• _Exercise description_: Write the records out again, keeping each line exactly as it is.

• _Given records_:
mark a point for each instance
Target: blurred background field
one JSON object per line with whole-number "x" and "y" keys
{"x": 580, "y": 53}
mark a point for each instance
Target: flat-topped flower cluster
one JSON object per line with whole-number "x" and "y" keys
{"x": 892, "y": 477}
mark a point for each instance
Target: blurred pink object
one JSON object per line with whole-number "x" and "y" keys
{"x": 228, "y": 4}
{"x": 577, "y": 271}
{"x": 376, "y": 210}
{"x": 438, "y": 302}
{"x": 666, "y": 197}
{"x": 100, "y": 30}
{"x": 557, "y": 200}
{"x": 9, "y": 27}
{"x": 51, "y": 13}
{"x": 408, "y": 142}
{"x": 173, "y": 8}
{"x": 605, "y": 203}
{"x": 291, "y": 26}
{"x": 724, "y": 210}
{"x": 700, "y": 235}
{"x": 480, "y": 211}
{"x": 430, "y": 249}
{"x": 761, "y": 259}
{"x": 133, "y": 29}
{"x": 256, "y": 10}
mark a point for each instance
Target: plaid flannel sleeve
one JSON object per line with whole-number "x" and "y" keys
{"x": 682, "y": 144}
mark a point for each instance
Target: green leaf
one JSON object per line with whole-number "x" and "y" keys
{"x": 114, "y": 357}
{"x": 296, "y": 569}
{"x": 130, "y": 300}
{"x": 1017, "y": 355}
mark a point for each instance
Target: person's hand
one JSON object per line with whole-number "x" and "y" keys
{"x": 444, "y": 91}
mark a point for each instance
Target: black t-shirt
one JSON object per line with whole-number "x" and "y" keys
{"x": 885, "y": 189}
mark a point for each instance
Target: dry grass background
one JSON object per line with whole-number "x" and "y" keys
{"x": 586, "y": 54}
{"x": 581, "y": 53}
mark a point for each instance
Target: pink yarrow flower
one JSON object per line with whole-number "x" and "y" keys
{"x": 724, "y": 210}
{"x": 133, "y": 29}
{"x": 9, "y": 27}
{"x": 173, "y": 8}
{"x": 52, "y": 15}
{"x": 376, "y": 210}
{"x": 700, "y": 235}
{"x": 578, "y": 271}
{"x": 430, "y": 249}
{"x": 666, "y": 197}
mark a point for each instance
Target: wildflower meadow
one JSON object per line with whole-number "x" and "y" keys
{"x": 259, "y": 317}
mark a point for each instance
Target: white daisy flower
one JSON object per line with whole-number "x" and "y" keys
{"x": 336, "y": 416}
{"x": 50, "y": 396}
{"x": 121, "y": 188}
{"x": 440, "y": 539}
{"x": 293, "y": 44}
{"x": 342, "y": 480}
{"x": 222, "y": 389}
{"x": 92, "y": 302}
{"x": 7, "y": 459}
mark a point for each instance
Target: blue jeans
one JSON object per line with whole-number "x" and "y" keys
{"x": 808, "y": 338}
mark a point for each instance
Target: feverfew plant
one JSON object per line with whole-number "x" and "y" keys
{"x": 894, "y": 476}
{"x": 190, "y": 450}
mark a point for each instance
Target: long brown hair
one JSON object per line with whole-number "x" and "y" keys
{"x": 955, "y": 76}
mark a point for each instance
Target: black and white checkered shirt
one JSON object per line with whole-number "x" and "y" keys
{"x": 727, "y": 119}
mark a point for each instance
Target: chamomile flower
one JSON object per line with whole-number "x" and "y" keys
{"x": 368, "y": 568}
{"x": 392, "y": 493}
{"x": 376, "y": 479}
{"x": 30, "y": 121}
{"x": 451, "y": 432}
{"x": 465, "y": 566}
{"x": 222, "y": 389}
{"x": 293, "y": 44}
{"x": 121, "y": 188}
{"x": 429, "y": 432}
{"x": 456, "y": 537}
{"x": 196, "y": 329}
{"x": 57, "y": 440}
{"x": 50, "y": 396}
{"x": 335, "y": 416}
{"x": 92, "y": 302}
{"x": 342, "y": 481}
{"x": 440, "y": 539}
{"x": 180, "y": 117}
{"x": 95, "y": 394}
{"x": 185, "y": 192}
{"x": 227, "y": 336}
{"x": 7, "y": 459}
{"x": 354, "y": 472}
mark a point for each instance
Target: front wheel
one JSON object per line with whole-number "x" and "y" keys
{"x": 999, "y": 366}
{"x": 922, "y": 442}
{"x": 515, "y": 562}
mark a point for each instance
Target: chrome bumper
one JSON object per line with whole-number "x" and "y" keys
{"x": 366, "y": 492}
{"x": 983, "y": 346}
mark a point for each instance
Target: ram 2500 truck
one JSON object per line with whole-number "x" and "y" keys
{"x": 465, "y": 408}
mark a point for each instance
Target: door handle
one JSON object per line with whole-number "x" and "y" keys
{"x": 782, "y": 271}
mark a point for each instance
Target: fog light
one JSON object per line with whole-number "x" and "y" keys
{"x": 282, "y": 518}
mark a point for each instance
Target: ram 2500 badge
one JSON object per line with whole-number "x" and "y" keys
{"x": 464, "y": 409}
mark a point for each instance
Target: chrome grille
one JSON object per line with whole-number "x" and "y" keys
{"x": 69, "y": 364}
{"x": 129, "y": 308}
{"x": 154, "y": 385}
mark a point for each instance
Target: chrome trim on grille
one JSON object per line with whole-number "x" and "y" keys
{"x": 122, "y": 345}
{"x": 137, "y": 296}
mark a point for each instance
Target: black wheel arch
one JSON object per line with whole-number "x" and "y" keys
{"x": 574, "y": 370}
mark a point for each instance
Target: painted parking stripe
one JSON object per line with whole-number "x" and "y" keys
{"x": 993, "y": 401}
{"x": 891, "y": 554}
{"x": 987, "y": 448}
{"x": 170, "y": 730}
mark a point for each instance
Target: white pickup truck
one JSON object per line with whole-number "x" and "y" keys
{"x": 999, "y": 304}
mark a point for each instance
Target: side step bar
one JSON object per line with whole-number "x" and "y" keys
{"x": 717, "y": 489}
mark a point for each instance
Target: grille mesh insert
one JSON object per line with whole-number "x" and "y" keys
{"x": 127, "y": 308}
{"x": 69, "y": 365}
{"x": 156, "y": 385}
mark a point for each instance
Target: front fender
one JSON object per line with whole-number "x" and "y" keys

• _Correct response_:
mark a point for each instance
Target: blurred background field
one JSON object per line with whole-number "x" and "y" keys
{"x": 580, "y": 53}
mark a point for each instance
Target: flat-topped flower cluster
one JSON object per line with whole-number "x" and "y" keys
{"x": 892, "y": 477}
mark a point for each instance
Target: blurred pink object
one JSON object per line with whole-number "x" and "y" keys
{"x": 228, "y": 4}
{"x": 577, "y": 271}
{"x": 376, "y": 210}
{"x": 438, "y": 302}
{"x": 666, "y": 197}
{"x": 100, "y": 30}
{"x": 557, "y": 200}
{"x": 9, "y": 27}
{"x": 51, "y": 13}
{"x": 408, "y": 142}
{"x": 173, "y": 8}
{"x": 605, "y": 203}
{"x": 291, "y": 26}
{"x": 724, "y": 210}
{"x": 700, "y": 235}
{"x": 480, "y": 211}
{"x": 430, "y": 249}
{"x": 761, "y": 259}
{"x": 133, "y": 29}
{"x": 256, "y": 10}
mark a point for each instance
Target: plaid flannel sleeve
one JSON object per line with whole-number "x" and "y" keys
{"x": 682, "y": 144}
mark a point for each instance
Target: green leaf
one JSON object per line with whole-number "x" and "y" keys
{"x": 114, "y": 357}
{"x": 296, "y": 569}
{"x": 130, "y": 300}
{"x": 1017, "y": 355}
mark a point for each instance
Target: person's hand
one JSON object per line with whole-number "x" and "y" keys
{"x": 444, "y": 91}
mark a point for each instance
Target: black t-shirt
one JSON object per line with whole-number "x" and "y" keys
{"x": 885, "y": 189}
mark a point for each instance
Target: dry grass background
one JSON object per line with whole-number "x" and "y" keys
{"x": 586, "y": 54}
{"x": 581, "y": 53}
mark a point for each instance
Target: pink yarrow flower
one JSON object per line with whole-number "x" and "y" keys
{"x": 724, "y": 210}
{"x": 133, "y": 29}
{"x": 9, "y": 27}
{"x": 173, "y": 8}
{"x": 52, "y": 15}
{"x": 376, "y": 210}
{"x": 700, "y": 235}
{"x": 578, "y": 271}
{"x": 430, "y": 249}
{"x": 666, "y": 197}
mark a point for each instance
Target: wildflower meadow
one JSON object per line with whole-number "x" and "y" keys
{"x": 259, "y": 317}
mark a point for each instance
Target: white daisy flower
one JSON object per line with whole-number "x" and "y" keys
{"x": 336, "y": 416}
{"x": 50, "y": 396}
{"x": 121, "y": 188}
{"x": 440, "y": 539}
{"x": 293, "y": 44}
{"x": 342, "y": 480}
{"x": 222, "y": 389}
{"x": 92, "y": 302}
{"x": 7, "y": 459}
mark a point for each instance
Target: blue jeans
one JSON object per line with whole-number "x" and "y" keys
{"x": 808, "y": 338}
mark a point for each instance
Target: feverfew plant
one JSON object per line with whole-number "x" and "y" keys
{"x": 894, "y": 476}
{"x": 190, "y": 450}
mark a point for each instance
Target: long brown hair
one JSON object per line with whole-number "x" and "y" keys
{"x": 955, "y": 76}
mark a point for each instance
Target: black and white checkered shirt
one JSON object per line with whole-number "x" and "y" keys
{"x": 727, "y": 119}
mark a point for each instance
Target: chamomile flower
one JSON object per line with whole-number "x" and "y" keys
{"x": 368, "y": 568}
{"x": 392, "y": 493}
{"x": 376, "y": 479}
{"x": 30, "y": 121}
{"x": 451, "y": 432}
{"x": 465, "y": 566}
{"x": 222, "y": 389}
{"x": 293, "y": 44}
{"x": 121, "y": 188}
{"x": 429, "y": 432}
{"x": 456, "y": 537}
{"x": 196, "y": 329}
{"x": 57, "y": 440}
{"x": 50, "y": 396}
{"x": 335, "y": 416}
{"x": 92, "y": 302}
{"x": 342, "y": 481}
{"x": 440, "y": 539}
{"x": 180, "y": 117}
{"x": 95, "y": 394}
{"x": 185, "y": 192}
{"x": 227, "y": 336}
{"x": 7, "y": 459}
{"x": 354, "y": 472}
mark a point for each instance
Target: front wheel
one JSON object per line with whole-number "x" and "y" keys
{"x": 999, "y": 366}
{"x": 922, "y": 442}
{"x": 515, "y": 562}
mark a point for each instance
Target: chrome bumper
one JSON object per line with whole-number "x" and "y" keys
{"x": 366, "y": 492}
{"x": 983, "y": 346}
mark a point for each instance
Target: ram 2500 truck
one JSON object per line with whole-number "x" and "y" keys
{"x": 465, "y": 408}
mark a point for each instance
Target: door handle
one JSON object per line with whole-number "x" and "y" keys
{"x": 782, "y": 271}
mark a point for each instance
Target: fog light
one JSON object per line with whole-number "x" and "y" keys
{"x": 282, "y": 518}
mark a point for each instance
Target: ram 2500 badge
one JSON object per line with whole-number "x" and "y" keys
{"x": 464, "y": 409}
mark a point for each instance
Target: chrome grille
one JSON object per line with whole-number "x" and "y" keys
{"x": 69, "y": 364}
{"x": 129, "y": 308}
{"x": 154, "y": 385}
mark a point for each instance
Target: chrome trim on grille
one JSON object per line with whole-number "x" and "y" keys
{"x": 122, "y": 345}
{"x": 137, "y": 296}
mark a point for each instance
Target: black wheel arch
one JSON object per line with whole-number "x" and "y" keys
{"x": 574, "y": 370}
mark a point for each instance
Target: painted parking stripe
one JSON object per line with whole-number "x" and "y" keys
{"x": 993, "y": 401}
{"x": 891, "y": 554}
{"x": 987, "y": 448}
{"x": 170, "y": 730}
mark a point for each instance
Target: white pickup truck
one JSON object per line with whole-number "x" and "y" keys
{"x": 999, "y": 304}
mark a point for each instance
Target: side step bar
one JSON object per line with whole-number "x" and "y" keys
{"x": 717, "y": 489}
mark a point for each instance
Target: grille mesh insert
one JSON object per line with whole-number "x" and "y" keys
{"x": 127, "y": 308}
{"x": 69, "y": 365}
{"x": 156, "y": 385}
mark a point for each instance
Target: front fender
one JSON object per line with whole-number "x" and "y" keys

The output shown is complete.